STATED TASK
Locate the line that contains "the navy suit". Copy it and every following line through the end of the records, exactly, and include nothing else.

- - - -

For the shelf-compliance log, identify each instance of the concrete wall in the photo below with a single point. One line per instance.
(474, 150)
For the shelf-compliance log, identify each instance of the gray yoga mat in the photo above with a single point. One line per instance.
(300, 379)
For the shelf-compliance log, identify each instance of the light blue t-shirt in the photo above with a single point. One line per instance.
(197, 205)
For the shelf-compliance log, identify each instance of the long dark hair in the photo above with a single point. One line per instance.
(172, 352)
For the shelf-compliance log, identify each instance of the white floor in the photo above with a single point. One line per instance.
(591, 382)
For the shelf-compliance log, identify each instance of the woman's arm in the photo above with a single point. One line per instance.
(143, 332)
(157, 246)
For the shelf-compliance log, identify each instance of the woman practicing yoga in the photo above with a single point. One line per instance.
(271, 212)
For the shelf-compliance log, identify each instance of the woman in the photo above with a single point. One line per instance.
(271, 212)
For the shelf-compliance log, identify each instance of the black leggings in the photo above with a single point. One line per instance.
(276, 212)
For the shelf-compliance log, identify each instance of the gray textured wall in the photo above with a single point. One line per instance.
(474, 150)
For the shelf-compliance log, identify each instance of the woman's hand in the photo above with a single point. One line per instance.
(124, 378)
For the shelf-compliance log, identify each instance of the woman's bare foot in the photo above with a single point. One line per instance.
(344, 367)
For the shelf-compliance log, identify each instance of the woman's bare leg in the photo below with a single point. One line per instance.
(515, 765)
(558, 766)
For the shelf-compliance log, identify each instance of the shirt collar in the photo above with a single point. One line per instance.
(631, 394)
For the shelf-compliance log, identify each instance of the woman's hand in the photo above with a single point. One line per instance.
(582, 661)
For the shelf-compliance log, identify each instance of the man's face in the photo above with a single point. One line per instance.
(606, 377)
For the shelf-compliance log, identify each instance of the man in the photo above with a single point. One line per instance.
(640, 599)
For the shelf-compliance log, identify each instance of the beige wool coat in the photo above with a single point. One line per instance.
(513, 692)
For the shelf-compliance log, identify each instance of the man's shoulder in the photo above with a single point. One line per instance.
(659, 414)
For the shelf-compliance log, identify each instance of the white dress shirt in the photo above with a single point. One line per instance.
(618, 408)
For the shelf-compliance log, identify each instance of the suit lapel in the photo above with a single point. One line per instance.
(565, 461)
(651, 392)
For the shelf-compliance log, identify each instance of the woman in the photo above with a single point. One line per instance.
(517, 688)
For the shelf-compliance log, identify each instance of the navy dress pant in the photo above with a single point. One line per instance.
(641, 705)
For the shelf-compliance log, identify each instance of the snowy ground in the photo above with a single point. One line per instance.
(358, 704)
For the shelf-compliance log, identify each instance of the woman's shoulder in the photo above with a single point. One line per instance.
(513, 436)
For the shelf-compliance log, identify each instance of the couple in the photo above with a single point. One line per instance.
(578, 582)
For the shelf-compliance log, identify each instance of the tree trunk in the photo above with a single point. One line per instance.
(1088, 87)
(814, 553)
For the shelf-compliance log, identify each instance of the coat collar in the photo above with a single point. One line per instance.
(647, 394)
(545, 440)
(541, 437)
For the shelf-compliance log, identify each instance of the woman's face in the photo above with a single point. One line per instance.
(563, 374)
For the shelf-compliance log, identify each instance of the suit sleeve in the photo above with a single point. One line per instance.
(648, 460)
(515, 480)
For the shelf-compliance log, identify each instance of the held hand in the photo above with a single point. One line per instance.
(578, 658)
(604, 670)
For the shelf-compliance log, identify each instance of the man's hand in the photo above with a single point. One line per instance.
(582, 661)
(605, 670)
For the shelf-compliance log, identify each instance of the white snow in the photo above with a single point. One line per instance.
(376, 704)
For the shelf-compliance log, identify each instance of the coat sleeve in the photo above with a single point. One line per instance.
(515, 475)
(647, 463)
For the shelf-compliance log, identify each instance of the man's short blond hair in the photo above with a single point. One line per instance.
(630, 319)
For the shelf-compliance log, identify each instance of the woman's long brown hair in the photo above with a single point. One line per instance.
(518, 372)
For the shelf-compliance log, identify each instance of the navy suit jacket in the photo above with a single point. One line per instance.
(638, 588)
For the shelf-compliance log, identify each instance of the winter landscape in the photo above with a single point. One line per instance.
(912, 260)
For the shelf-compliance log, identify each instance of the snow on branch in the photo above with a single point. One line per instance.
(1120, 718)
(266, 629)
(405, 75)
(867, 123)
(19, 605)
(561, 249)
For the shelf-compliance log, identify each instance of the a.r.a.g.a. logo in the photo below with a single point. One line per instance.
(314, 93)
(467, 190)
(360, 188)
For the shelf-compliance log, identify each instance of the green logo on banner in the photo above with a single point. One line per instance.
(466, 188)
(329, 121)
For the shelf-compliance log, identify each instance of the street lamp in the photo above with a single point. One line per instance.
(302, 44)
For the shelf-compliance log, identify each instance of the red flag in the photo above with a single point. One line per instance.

- - - -

SOLUTION BELOW
For the shelf-compliance log, identify each instance of the navy suit jacket in the photo above with a single point. One line per instance.
(638, 588)
For the shelf-compliance log, identify each instance of the winter landscape in the photo above with a single point. One line per instance.
(912, 260)
For the shelf-compliance log, identify each instance of the snow on branch in the photo above with a single point. One line per instance.
(1120, 718)
(266, 629)
(405, 75)
(867, 123)
(19, 605)
(561, 249)
For the shelf-compliance log, identify each instance of the a.r.a.g.a. logo in the photo below with a single point. One line per instance.
(314, 93)
(467, 190)
(360, 188)
For the shelf-compliance log, identify each instance of the green logo on banner in the photo above with a single point. One line per instance.
(466, 188)
(329, 121)
For the shelf-compliance log, identify each instance of the street lamp in the photo above with a single point. One line per instance.
(302, 44)
For the shelf-compliance log, identify each instance of the red flag in the photo above with a single point. One line per instance.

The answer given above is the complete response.